TASK PROMPT
Extract each line of the data below that contains the string "green", and copy those lines in the order they appear.

(Region labeling records)
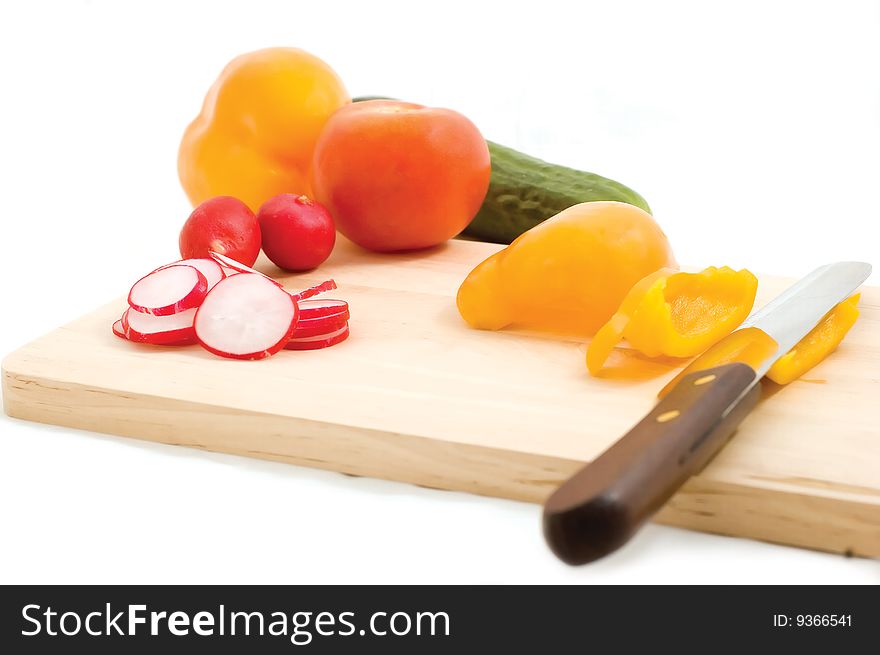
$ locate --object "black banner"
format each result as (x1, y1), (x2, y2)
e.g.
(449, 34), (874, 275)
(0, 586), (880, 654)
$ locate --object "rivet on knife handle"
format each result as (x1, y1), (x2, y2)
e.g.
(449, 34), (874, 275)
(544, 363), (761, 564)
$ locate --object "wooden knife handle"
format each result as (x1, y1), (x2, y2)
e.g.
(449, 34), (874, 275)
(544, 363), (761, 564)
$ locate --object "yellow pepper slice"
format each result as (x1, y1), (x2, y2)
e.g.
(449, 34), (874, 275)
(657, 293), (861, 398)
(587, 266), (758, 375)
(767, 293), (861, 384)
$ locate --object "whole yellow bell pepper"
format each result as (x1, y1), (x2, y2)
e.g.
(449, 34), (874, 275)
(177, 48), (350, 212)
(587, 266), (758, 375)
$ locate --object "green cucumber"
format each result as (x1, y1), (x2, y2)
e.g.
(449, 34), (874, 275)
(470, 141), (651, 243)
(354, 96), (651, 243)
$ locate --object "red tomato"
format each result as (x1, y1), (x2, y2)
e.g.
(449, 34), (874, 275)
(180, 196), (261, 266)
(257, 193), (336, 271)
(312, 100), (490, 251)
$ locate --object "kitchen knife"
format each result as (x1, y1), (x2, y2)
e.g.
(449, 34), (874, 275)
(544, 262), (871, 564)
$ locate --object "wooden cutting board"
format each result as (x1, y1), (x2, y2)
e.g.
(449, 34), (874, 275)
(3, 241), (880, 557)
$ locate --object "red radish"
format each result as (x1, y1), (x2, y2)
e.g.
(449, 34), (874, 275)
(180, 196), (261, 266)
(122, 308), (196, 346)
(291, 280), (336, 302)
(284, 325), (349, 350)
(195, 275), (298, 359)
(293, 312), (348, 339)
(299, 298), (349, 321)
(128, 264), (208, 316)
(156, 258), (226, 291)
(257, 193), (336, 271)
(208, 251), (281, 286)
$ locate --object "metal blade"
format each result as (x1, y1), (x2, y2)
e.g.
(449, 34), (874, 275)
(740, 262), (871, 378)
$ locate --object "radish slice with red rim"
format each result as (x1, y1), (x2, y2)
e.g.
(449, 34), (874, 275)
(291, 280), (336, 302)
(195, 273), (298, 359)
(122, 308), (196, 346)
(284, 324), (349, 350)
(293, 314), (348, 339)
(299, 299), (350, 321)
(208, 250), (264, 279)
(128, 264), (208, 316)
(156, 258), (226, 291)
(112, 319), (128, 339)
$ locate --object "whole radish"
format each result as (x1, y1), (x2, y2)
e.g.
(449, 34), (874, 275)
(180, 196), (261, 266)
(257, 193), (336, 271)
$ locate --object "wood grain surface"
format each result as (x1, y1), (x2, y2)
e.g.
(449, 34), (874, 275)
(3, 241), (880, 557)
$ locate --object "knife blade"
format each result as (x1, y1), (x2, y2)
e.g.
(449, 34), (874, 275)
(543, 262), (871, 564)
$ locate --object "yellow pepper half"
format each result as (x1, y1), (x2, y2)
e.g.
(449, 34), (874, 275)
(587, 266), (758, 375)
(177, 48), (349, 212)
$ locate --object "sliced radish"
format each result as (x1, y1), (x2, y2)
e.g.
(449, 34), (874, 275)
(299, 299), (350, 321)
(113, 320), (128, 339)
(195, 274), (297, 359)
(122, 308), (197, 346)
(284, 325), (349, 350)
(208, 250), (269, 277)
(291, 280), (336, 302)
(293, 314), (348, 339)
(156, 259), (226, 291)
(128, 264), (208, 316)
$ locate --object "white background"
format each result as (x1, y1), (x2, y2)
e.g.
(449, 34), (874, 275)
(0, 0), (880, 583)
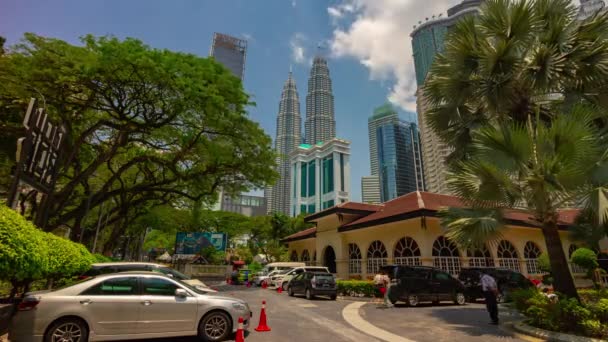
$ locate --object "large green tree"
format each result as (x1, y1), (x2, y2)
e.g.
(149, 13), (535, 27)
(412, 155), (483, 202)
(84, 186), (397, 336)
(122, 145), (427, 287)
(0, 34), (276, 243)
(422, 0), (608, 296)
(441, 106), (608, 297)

* * *

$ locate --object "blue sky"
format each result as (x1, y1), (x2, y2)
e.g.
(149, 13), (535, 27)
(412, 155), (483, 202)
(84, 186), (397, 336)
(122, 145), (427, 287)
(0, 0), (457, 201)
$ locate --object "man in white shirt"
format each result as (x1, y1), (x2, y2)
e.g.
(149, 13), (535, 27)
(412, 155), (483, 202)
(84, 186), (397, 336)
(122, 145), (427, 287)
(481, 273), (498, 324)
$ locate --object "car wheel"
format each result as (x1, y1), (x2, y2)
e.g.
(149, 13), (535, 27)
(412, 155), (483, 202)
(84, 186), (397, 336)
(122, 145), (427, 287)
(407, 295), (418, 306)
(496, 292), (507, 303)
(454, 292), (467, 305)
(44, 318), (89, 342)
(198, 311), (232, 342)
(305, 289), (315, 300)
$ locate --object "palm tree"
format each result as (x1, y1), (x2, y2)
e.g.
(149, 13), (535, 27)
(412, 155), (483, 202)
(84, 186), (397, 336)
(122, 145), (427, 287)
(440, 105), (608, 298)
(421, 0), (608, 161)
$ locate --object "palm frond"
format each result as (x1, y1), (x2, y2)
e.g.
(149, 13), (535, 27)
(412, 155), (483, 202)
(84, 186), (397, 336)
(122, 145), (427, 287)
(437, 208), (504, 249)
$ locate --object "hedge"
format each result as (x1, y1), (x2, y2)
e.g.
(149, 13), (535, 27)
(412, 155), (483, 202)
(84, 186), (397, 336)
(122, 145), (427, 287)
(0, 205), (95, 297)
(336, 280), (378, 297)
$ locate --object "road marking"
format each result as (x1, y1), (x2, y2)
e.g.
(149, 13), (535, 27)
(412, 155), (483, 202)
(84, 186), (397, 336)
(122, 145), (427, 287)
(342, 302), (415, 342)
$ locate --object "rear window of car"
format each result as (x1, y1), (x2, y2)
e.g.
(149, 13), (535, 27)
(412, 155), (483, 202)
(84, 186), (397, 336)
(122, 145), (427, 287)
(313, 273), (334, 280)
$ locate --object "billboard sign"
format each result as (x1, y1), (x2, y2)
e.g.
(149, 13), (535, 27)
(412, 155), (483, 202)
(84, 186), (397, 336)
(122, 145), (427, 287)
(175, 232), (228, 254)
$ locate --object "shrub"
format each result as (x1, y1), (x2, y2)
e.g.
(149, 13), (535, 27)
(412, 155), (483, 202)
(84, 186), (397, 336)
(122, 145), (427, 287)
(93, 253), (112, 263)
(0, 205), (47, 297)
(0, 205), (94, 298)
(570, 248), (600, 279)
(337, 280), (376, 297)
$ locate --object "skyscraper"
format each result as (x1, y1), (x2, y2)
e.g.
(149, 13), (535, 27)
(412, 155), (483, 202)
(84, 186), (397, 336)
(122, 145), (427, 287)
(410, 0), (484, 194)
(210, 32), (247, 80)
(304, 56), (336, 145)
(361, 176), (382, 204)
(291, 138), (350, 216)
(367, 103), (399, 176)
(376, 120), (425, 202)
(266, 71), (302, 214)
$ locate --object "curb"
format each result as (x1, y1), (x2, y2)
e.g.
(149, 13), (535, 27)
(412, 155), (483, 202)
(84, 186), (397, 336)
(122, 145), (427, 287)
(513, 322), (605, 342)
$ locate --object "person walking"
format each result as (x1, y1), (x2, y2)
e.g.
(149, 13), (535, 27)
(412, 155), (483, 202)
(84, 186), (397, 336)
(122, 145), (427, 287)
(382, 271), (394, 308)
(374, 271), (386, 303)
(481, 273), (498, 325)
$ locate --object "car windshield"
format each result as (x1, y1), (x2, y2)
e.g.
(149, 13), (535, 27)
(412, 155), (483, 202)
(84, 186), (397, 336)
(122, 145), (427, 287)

FINISHED EXERCISE
$ locate --object "green cucumber"
$ locate --object "large green tree"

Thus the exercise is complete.